GIVEN INSTRUCTION
Rewrite all the lines in the entries below, request lines included, and scale each x, y coordinate in the answers by 2.35, rounding to whole numbers with halves rounded up. Leave the numbers in the request lines unchanged, and omit the pictures.

## START RECORD EXCERPTS

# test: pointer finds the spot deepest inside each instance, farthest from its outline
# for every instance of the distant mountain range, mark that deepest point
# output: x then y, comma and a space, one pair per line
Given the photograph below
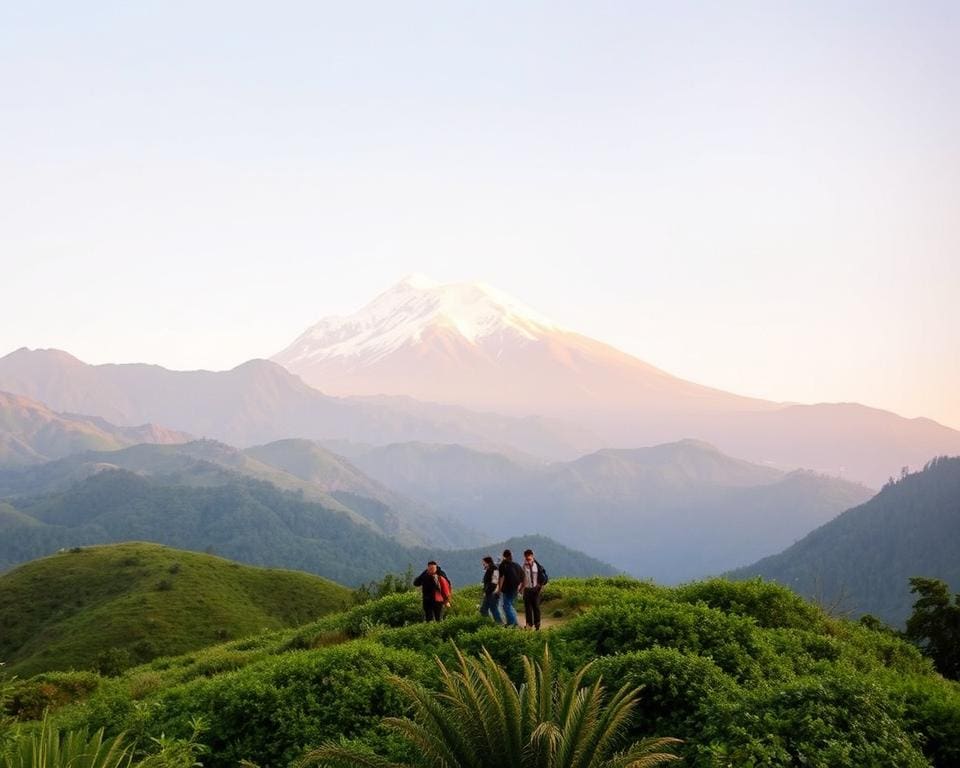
318, 475
472, 345
862, 560
248, 520
260, 402
31, 433
671, 512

## END RECORD EXCERPTS

RESPONSE BELOW
# test: pointer finds the spot deepest inside each instance, farthest from its outline
# for every instance of the distant mountain range, mark that deepest point
# output: x then y, comma and a space, one pair per line
Given the photograph below
747, 1116
1109, 811
2026, 1316
583, 1222
611, 945
73, 1018
1577, 1203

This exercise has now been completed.